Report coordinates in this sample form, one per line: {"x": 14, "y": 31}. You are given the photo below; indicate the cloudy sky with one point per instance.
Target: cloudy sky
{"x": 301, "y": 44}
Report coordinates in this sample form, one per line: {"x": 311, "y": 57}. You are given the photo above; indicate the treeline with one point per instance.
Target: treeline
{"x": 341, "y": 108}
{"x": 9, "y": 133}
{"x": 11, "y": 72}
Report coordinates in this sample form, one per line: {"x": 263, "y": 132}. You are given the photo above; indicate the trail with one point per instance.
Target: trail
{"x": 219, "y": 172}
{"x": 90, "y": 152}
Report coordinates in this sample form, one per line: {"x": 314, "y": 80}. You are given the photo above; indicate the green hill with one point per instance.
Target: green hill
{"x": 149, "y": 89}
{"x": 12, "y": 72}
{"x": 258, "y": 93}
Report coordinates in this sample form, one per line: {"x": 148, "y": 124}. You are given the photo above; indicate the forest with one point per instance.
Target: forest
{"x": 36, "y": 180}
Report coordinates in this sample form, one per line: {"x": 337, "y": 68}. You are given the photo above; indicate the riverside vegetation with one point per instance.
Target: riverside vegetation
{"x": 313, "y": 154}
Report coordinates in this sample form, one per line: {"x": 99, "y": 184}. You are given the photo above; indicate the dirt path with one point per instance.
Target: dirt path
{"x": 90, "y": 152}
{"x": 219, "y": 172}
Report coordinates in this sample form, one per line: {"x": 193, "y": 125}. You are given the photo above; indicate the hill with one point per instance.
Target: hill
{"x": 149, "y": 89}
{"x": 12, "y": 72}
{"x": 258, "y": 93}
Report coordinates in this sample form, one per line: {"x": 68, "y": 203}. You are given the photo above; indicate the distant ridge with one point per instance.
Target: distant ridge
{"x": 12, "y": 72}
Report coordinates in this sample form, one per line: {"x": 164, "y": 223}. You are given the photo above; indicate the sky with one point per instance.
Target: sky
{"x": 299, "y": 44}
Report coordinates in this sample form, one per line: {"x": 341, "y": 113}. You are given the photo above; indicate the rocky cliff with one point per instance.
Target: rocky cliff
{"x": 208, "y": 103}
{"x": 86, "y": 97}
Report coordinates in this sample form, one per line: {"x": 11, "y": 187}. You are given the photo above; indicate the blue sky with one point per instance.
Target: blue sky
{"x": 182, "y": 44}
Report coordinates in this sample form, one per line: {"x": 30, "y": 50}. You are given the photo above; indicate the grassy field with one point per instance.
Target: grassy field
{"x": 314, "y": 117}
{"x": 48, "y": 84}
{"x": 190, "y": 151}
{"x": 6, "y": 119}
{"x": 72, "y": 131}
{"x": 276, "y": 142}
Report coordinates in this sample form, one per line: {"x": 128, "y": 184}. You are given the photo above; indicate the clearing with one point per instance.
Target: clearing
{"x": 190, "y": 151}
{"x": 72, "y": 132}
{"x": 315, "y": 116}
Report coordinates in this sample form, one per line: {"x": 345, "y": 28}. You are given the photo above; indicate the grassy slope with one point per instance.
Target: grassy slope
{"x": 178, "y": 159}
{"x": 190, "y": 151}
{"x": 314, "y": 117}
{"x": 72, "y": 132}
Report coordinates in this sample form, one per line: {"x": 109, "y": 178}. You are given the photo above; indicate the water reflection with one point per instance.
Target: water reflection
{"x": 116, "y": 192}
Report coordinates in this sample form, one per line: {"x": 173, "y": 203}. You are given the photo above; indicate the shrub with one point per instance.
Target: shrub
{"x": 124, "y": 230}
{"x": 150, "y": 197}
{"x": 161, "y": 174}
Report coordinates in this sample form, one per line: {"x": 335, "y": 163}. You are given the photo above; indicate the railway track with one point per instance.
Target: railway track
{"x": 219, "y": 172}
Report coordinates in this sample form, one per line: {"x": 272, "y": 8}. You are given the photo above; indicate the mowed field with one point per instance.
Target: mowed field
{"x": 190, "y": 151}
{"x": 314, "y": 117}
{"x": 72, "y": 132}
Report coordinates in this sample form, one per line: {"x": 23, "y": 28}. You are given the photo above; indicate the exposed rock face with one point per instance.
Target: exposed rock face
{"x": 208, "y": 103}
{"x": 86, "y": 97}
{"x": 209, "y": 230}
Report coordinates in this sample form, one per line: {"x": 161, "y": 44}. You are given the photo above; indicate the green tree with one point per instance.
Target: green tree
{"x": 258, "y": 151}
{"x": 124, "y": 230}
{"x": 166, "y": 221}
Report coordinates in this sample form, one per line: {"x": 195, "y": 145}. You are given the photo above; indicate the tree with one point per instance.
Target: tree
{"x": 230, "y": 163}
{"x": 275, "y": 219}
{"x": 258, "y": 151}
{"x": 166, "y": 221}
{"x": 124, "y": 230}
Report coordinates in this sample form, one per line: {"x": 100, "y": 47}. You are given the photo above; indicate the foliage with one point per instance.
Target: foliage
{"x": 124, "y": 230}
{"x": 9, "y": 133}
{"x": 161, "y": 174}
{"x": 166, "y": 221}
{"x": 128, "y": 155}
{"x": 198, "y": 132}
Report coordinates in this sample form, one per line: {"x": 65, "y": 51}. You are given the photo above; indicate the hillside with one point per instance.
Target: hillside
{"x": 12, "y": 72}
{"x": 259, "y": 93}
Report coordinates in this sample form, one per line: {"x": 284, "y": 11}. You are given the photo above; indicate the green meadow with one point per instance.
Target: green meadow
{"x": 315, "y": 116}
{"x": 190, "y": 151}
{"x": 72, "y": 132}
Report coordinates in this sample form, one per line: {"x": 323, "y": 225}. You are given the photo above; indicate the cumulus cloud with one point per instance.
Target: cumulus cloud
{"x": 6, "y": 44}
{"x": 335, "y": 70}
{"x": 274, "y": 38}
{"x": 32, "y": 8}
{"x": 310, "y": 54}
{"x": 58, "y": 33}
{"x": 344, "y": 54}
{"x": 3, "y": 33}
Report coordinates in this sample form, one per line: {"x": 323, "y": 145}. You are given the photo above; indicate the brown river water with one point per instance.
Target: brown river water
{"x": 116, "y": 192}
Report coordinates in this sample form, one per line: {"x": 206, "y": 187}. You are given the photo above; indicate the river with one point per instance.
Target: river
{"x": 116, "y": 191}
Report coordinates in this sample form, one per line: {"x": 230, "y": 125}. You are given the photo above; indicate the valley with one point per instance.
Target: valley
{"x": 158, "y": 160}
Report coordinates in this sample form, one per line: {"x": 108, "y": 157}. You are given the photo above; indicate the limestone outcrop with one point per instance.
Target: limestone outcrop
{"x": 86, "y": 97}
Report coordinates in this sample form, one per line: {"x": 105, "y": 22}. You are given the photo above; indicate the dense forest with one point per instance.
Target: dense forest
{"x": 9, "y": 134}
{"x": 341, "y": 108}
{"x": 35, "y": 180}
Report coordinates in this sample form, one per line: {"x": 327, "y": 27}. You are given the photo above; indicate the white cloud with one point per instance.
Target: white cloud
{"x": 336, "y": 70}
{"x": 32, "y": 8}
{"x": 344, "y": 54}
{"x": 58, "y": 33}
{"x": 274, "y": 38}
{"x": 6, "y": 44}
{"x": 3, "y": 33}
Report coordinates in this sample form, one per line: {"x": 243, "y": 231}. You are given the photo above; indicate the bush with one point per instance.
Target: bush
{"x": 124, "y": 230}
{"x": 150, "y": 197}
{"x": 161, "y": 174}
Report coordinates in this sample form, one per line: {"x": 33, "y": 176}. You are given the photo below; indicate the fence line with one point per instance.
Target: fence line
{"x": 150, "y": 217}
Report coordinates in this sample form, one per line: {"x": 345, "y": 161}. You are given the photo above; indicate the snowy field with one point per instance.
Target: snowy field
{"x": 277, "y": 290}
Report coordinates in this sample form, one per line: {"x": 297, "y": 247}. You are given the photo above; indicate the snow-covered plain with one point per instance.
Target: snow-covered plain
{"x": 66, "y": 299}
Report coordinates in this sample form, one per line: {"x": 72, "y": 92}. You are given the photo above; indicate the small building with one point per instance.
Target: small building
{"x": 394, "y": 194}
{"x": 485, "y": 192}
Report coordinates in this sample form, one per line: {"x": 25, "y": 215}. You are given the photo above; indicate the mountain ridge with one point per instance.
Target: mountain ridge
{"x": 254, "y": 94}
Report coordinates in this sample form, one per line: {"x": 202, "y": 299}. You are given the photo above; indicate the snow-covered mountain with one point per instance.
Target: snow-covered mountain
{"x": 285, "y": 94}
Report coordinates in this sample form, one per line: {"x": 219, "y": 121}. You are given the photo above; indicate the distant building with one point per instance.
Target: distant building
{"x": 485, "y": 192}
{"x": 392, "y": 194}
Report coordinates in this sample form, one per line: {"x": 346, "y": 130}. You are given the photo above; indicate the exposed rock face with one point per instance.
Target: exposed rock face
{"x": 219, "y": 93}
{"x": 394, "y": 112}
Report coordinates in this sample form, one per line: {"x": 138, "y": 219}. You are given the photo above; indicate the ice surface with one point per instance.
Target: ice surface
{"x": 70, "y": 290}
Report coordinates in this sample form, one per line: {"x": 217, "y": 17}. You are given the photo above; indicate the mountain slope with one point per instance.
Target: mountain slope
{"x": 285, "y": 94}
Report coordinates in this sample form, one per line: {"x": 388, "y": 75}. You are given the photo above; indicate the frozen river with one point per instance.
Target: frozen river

══════════

• TASK DIRECTIONS
Filter the listing above by the word "below"; copy each line that passes.

• TASK ANSWER
Report coordinates in this sample form, one per line: {"x": 14, "y": 31}. You are given the photo below; indicate the cloudy sky with one point per instance.
Report coordinates in this sample form, one per line: {"x": 33, "y": 176}. You are given the photo below; indicate the fence line with one point per instance.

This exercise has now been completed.